%%
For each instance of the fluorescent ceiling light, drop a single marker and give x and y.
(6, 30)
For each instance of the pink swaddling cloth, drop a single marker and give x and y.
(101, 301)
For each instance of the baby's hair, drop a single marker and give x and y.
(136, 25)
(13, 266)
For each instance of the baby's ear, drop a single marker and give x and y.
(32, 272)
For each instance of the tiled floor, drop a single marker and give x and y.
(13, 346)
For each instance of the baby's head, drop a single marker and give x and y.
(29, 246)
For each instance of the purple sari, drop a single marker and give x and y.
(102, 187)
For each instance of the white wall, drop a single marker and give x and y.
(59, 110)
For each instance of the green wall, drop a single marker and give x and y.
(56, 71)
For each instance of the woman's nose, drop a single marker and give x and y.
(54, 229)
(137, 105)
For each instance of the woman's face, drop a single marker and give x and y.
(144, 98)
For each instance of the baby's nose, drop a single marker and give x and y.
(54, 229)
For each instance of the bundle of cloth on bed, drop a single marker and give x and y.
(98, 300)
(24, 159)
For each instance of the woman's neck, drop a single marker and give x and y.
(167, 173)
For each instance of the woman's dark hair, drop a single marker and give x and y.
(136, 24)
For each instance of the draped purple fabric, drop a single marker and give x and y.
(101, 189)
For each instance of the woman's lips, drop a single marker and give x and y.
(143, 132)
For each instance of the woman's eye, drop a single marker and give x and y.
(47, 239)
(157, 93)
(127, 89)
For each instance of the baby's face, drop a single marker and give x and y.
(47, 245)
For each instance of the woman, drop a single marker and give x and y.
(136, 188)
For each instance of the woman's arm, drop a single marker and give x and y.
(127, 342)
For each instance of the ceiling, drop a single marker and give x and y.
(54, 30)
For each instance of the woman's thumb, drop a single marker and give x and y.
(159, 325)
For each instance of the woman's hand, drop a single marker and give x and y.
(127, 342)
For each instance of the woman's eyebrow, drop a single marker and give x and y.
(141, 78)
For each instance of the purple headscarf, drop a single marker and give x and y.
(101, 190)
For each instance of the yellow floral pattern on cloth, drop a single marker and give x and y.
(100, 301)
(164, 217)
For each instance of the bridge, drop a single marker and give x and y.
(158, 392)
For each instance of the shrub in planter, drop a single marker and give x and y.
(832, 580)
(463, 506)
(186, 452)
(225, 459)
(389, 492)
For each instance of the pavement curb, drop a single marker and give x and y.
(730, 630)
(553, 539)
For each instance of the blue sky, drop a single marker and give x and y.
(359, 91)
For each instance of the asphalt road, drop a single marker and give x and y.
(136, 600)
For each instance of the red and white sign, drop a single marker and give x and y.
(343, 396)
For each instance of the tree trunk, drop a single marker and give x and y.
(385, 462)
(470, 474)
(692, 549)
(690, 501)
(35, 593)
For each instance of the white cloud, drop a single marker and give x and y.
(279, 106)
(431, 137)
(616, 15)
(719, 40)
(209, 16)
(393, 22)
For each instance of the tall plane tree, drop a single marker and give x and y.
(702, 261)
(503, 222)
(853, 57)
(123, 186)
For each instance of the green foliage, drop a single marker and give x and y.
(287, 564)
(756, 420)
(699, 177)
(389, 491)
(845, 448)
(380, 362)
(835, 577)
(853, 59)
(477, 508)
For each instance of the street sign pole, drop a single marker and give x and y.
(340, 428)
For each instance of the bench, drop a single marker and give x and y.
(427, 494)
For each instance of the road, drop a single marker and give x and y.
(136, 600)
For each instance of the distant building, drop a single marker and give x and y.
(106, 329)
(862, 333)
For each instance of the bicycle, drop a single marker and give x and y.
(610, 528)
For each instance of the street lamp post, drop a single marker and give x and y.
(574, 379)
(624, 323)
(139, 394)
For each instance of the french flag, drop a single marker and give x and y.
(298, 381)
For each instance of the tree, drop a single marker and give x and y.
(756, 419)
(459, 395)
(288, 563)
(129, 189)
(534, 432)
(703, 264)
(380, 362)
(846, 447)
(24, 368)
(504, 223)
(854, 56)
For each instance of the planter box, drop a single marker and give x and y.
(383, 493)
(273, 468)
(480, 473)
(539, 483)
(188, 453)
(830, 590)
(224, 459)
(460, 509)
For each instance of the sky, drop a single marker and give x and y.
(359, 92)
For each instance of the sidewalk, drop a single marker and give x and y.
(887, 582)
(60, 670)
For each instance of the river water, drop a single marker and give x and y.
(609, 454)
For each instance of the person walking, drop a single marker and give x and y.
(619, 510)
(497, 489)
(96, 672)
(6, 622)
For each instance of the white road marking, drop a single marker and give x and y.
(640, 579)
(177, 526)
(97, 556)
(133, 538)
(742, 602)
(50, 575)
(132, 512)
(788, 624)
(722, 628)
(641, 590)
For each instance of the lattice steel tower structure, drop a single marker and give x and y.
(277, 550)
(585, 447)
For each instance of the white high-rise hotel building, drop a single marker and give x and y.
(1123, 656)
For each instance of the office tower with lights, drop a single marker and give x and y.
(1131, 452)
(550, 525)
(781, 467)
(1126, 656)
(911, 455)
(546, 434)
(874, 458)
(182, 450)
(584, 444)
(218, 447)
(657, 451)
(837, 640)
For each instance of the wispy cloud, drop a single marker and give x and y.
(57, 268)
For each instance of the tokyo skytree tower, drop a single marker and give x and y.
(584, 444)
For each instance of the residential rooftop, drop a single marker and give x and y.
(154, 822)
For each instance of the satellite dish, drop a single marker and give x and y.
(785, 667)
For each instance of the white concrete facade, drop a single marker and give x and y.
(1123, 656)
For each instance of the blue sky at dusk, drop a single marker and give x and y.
%%
■ **WHAT YOU WILL DO**
Every entry above needs to be quoted exactly.

■ **RESPONSE**
For each instance of the fluorescent ceiling light, drop a single marker and give x and y.
(6, 30)
For each instance of the pink swaddling cloth, drop a single marker and give x and y.
(101, 301)
For each instance of the baby's hair, drop a single marker and give x and y.
(136, 25)
(13, 266)
For each instance of the baby's ear, drop a single marker and give x and y.
(32, 272)
For each instance of the tiled floor, drop a single marker and give x and y.
(13, 346)
For each instance of the baby's head, drop a single marker and give x and y.
(29, 246)
For each instance of the purple sari, drop a single marker and give x and y.
(102, 187)
For each instance of the white wall, drop a single marker and give x and y.
(59, 110)
For each instance of the green wall, drop a single marker and give x and y.
(56, 71)
For each instance of the woman's nose, drop a single marker and give x and y.
(54, 229)
(137, 105)
For each instance of the woman's face, drop a single marker and give x and y.
(144, 98)
For each instance of the baby's nose, drop a single marker and give x and y.
(54, 229)
For each instance of the bundle of cloth on bed, drop a single marker and give x and y.
(98, 300)
(24, 159)
For each instance of the woman's neck, drop a single marker and give x and y.
(167, 173)
For each instance of the woman's dark hair, drop a single marker and give x and y.
(136, 24)
For each instance of the draped purple fabric, drop a single marker and give x and y.
(101, 189)
For each instance of the woman's lips, drop a single marker and give x and y.
(143, 132)
For each instance of the woman's eye, drop a single marker and give x and y.
(47, 239)
(157, 93)
(127, 89)
For each instance of the baby's face, drop a single marker and give x and y.
(47, 245)
For each instance of the woman, drop a single marker and give x and y.
(136, 188)
For each instance of the woman's arm, drop a single marker and give x and y.
(127, 342)
For each instance of the ceiling, drop a single marker and give x and y.
(54, 30)
For each instance of the woman's thumb, drop a single marker and give x and y.
(159, 325)
For each instance of the woman's hand, drop a single marker and give x and y.
(127, 342)
For each instance of the woman's eyebrow, drop a single marker and give x and y.
(141, 78)
For each instance of the purple headscarf, drop a single marker and give x and y.
(101, 190)
For each instance of the yellow floral pattern on cloth, drop a single marker and give x and y.
(100, 301)
(164, 217)
For each instance of the bridge, drop a single marker and give x and y.
(158, 392)
For each instance of the shrub in planter, drop a single marker and give x and y.
(832, 580)
(463, 506)
(186, 452)
(225, 459)
(389, 492)
For each instance of the pavement curb, drop a single marker and give x and y.
(730, 630)
(553, 539)
For each instance of the blue sky, drop a single marker and give x and y.
(359, 91)
For each instance of the asphalt road, drop a single marker and give x and y.
(136, 600)
For each instance of the red and white sign, drop a single marker and give x and y.
(343, 396)
For each instance of the tree trunk, drop a single marker and give x and y.
(385, 462)
(470, 474)
(692, 549)
(690, 501)
(35, 593)
For each instance of the white cloud, drop a single marker and give x and y.
(279, 106)
(431, 137)
(616, 15)
(719, 40)
(209, 16)
(393, 22)
For each instance of the tall plane tree, drop a single marker and give x and y.
(702, 261)
(503, 222)
(853, 57)
(123, 186)
For each instance of the green foliage, drop a single marker and give x and y.
(287, 564)
(756, 420)
(699, 177)
(389, 491)
(845, 448)
(380, 362)
(835, 577)
(853, 59)
(477, 508)
For each instance of the street sign pole, drop a single marker and give x and y.
(340, 428)
For each instance of the bench, drop a single marker and give x and y.
(427, 494)
For each instance of the road, drop a single marker and give x and y.
(136, 600)
For each instance of the distant building, drop a single marker and give x and y.
(106, 329)
(862, 333)
For each instance of the bicycle, drop a single marker and give x and y.
(610, 528)
For each instance of the street lamp post, drop a single marker and give x and y.
(574, 379)
(624, 323)
(139, 394)
For each instance of the french flag, drop a single marker and give x and y.
(298, 381)
For each instance of the tree, drop a single marker and give x and y.
(756, 419)
(459, 395)
(288, 563)
(129, 189)
(534, 432)
(703, 264)
(380, 362)
(846, 447)
(24, 368)
(504, 223)
(854, 56)
For each instance of the planter box, drop a single marker and give x and y.
(383, 493)
(273, 468)
(480, 473)
(539, 483)
(188, 453)
(830, 590)
(224, 459)
(460, 509)
For each instance of the sky, drop a single marker and give x and y.
(359, 92)
For each instance of the sidewalk, drop a single marker and give x and y.
(887, 582)
(60, 670)
For each instance of the river water, drop a single marker and give x and y.
(609, 454)
For each instance of the person walking, drop a single marker and give x and y.
(619, 510)
(497, 489)
(96, 672)
(6, 622)
For each instance of the white road marking, drop a single marker and give x and y.
(640, 579)
(177, 526)
(97, 556)
(133, 538)
(742, 602)
(50, 575)
(132, 512)
(788, 624)
(722, 628)
(641, 590)
For each instance of the lattice steel tower structure, drop a single marker and give x and y.
(277, 550)
(585, 447)
For each instance of the white high-rise hotel building, drop a single marker and give x and y.
(1123, 656)
For each instance of the office tower with lights, drop a single marker and give x and y.
(1131, 452)
(550, 525)
(781, 467)
(1126, 656)
(911, 455)
(546, 434)
(874, 458)
(182, 450)
(584, 444)
(218, 447)
(657, 451)
(837, 640)
For each instance of the wispy cloud, drop a single marker and give x and y.
(57, 268)
For each instance of the tokyo skytree tower, drop a single marker and give x and y.
(584, 444)
For each instance of the residential rooftop, drop a single marker and give x and y.
(154, 822)
For each instance of the satellite dish, drop a single marker and give x and y.
(785, 667)
For each instance of the white concrete facade, drop a single marker and give x and y.
(1123, 656)
For each instance of the blue sky at dusk, drop a single marker and give x and y.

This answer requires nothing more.